EXERCISE DIRECTIONS ::
Wherever a line below holds the word "water", copy that line.

[Phrase grounding data]
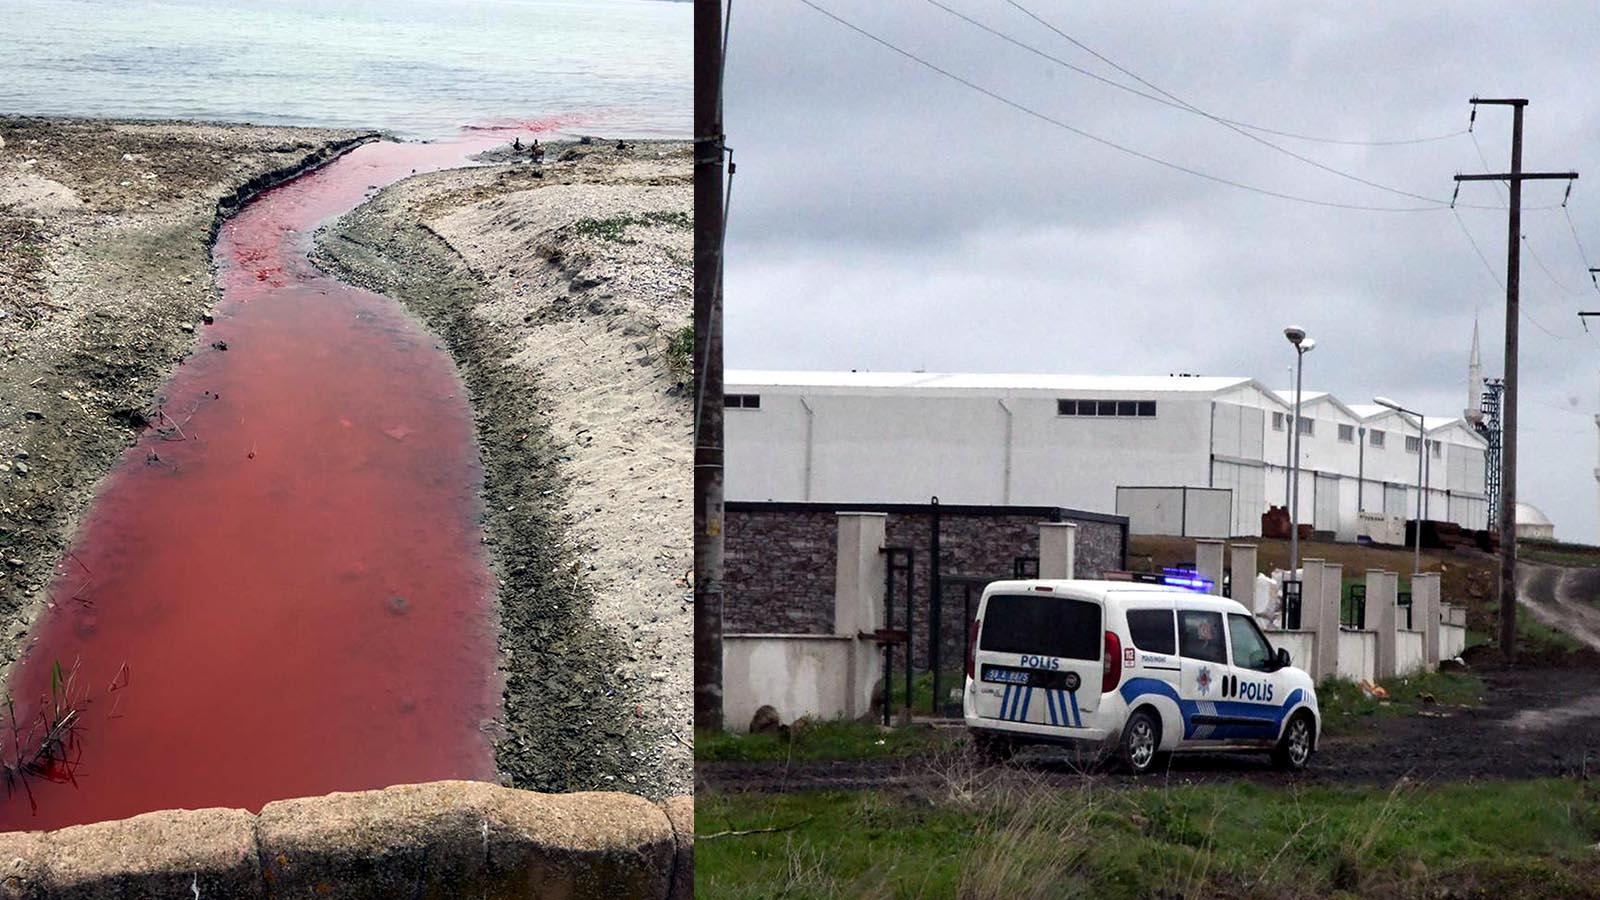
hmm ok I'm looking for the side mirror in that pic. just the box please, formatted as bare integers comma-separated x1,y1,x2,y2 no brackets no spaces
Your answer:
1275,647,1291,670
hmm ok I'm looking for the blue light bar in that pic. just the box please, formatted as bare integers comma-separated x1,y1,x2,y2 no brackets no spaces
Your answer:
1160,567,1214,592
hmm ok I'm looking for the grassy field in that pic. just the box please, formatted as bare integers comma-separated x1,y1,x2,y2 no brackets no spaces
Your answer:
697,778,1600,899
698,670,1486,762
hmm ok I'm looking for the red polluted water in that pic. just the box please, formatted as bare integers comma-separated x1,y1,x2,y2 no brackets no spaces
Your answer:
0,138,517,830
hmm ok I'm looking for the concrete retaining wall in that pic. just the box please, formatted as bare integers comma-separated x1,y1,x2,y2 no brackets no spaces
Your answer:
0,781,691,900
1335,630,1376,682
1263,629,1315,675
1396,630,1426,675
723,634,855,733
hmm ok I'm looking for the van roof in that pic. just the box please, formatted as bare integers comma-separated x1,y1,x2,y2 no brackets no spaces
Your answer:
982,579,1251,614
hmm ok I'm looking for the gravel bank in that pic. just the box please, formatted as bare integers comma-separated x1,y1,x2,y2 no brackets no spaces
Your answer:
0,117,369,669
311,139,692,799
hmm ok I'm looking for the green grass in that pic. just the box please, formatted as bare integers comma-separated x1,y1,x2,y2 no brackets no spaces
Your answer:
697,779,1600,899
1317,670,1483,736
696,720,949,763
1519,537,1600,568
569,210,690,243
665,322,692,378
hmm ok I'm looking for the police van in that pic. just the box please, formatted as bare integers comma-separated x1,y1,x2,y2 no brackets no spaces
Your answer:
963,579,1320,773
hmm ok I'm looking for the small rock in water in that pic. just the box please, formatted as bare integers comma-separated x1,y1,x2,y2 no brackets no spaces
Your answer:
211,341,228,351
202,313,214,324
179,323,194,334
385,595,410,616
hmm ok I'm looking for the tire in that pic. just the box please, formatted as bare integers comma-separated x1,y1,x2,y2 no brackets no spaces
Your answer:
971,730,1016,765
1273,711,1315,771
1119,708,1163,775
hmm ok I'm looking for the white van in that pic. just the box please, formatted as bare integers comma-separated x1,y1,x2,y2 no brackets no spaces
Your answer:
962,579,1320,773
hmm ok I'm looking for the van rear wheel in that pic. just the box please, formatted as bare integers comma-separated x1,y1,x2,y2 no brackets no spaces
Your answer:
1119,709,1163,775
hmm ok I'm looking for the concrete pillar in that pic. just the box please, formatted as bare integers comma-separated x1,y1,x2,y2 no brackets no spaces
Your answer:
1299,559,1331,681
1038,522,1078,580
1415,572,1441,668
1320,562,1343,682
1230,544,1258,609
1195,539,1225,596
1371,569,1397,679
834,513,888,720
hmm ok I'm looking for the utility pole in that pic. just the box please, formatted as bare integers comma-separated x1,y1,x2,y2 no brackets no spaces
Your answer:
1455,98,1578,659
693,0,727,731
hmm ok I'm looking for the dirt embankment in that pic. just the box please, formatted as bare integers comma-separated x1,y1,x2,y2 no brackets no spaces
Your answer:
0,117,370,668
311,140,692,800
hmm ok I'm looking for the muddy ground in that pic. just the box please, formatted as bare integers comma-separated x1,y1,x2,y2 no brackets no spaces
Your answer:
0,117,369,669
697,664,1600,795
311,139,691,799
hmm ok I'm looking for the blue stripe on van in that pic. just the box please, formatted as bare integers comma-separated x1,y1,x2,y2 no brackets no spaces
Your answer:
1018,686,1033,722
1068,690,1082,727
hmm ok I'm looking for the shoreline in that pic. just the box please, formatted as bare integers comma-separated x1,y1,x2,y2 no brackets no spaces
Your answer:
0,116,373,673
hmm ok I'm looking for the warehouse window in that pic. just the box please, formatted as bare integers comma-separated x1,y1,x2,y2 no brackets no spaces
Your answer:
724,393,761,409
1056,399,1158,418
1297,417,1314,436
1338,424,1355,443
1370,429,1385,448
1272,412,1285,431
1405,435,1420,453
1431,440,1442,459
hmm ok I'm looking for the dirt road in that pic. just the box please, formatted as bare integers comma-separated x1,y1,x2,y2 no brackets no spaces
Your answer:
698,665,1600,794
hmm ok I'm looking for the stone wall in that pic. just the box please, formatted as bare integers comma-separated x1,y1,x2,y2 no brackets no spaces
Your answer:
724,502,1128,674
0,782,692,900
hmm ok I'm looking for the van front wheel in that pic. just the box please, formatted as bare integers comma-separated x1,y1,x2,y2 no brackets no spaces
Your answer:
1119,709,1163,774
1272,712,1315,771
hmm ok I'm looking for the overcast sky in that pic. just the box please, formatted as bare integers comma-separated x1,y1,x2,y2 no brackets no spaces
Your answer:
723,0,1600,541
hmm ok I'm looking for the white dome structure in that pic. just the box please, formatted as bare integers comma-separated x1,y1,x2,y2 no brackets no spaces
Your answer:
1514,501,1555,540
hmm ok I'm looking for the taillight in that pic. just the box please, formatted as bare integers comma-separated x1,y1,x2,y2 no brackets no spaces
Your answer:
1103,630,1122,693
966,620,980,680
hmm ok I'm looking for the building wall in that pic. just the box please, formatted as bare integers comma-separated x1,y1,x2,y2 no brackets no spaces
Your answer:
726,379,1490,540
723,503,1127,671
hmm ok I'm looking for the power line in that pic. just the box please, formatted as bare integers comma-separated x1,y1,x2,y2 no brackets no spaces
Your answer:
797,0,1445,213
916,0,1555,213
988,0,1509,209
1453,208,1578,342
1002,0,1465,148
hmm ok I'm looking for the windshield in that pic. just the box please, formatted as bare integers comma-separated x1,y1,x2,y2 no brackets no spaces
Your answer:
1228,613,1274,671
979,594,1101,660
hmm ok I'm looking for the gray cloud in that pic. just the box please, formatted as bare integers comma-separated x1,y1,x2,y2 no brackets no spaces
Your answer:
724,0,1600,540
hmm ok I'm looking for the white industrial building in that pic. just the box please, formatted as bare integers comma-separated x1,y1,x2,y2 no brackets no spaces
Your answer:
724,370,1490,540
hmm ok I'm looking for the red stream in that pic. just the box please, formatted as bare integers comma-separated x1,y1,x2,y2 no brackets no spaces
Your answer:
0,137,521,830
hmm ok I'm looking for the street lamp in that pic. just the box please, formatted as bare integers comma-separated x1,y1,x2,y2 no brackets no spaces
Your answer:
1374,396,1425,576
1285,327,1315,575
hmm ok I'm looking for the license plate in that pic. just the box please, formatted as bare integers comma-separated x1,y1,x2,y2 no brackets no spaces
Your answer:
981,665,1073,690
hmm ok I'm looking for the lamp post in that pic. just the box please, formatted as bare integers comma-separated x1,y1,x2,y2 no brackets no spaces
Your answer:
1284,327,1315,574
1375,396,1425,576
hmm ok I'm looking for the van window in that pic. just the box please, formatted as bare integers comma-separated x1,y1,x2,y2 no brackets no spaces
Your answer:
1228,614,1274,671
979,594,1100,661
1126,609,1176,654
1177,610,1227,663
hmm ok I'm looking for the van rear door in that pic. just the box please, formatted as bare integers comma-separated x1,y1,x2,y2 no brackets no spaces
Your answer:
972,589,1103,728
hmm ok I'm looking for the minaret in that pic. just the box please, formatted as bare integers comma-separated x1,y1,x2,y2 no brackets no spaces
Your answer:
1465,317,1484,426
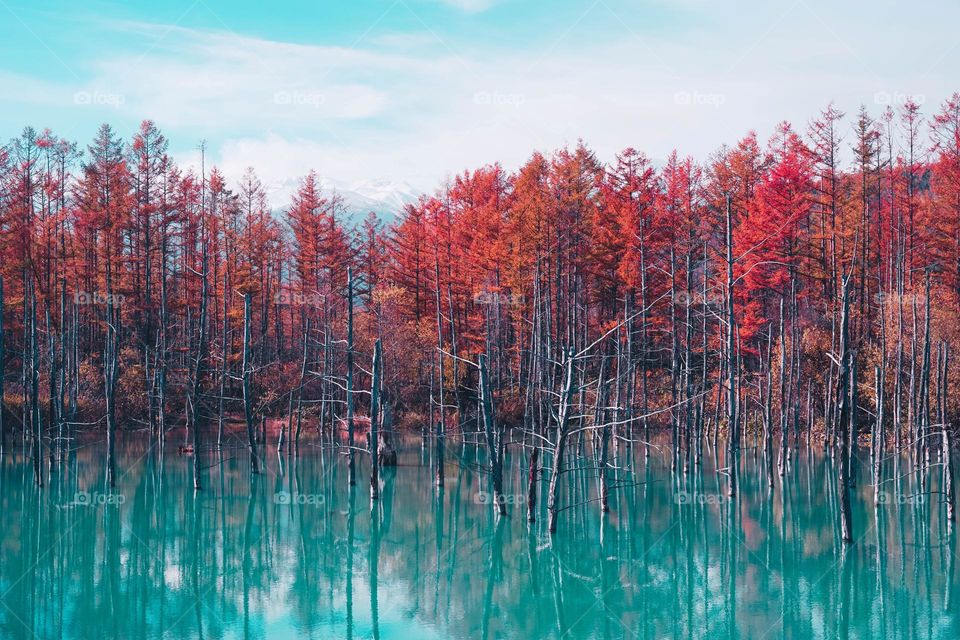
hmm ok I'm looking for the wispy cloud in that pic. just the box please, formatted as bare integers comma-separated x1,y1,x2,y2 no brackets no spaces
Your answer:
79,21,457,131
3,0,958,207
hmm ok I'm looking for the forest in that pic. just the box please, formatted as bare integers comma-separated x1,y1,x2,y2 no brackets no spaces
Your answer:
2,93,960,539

COMPLETED TASK ::
hmm ok I'm looking for the red polluted water in that pic. just the box please, formatted as bare integers comma-separated x1,y1,x2,y2 no brackets no spaces
hmm ok I'm looking for the small rock in water in that pic. just the box please, formatted as bare integers comma-separated x1,y1,x2,y2 no brackets no spaces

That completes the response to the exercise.